# Task details:
Please report each line in the records below that contains the word "shoe". Copy every such line in full.

# Provided records:

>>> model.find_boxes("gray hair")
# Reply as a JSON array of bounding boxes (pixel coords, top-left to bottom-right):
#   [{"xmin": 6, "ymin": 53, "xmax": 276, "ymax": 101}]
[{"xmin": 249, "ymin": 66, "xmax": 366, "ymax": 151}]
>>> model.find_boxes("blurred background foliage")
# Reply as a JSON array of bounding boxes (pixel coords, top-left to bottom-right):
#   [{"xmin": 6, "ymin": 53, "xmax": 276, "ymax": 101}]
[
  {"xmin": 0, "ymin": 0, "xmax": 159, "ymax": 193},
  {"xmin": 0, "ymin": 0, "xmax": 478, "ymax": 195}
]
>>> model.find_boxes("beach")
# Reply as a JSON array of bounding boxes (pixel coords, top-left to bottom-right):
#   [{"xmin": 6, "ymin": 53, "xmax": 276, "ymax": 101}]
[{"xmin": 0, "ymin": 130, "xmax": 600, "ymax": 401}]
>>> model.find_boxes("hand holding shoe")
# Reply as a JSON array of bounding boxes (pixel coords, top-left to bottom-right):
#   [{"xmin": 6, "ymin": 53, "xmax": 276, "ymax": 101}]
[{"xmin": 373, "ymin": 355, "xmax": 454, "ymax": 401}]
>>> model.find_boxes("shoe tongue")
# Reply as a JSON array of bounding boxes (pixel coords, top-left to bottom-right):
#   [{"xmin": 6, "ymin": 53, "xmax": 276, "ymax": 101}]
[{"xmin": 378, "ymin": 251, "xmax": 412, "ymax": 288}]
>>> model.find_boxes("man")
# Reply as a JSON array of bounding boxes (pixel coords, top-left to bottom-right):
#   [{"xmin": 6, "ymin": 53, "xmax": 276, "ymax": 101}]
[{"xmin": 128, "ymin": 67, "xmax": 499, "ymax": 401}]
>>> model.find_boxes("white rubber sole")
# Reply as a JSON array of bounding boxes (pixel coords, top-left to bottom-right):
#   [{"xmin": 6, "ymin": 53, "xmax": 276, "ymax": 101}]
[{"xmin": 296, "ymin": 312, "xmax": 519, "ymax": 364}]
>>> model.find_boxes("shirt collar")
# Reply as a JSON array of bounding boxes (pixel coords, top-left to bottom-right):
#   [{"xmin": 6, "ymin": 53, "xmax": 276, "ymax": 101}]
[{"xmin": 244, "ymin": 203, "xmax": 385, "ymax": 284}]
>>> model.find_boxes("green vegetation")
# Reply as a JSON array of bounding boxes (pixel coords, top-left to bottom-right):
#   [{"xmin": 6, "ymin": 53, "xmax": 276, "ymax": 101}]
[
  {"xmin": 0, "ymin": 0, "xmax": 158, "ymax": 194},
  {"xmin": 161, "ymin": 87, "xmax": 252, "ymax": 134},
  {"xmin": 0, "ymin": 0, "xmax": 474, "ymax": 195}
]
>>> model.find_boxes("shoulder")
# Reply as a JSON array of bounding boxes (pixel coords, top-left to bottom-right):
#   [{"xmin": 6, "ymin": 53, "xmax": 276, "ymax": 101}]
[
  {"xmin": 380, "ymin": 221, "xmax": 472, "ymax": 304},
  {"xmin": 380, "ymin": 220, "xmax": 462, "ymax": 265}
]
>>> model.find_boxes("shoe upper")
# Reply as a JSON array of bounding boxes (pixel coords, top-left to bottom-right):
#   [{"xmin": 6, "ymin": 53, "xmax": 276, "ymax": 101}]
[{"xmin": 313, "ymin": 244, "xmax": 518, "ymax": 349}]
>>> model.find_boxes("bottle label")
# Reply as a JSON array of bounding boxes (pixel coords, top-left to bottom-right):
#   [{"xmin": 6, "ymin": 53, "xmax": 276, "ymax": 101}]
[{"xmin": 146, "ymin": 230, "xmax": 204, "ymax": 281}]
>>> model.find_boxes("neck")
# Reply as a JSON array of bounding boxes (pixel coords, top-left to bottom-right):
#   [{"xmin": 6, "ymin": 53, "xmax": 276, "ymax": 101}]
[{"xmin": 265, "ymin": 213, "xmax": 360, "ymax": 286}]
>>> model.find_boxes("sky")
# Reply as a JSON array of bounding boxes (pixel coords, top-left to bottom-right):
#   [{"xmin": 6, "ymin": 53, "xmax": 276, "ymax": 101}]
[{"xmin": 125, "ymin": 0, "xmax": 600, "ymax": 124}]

# Solution to the problem:
>>> model.find_boxes("hand holding shoe")
>>> model.find_boxes("shoe tongue")
>>> model.find_boxes("shoe upper")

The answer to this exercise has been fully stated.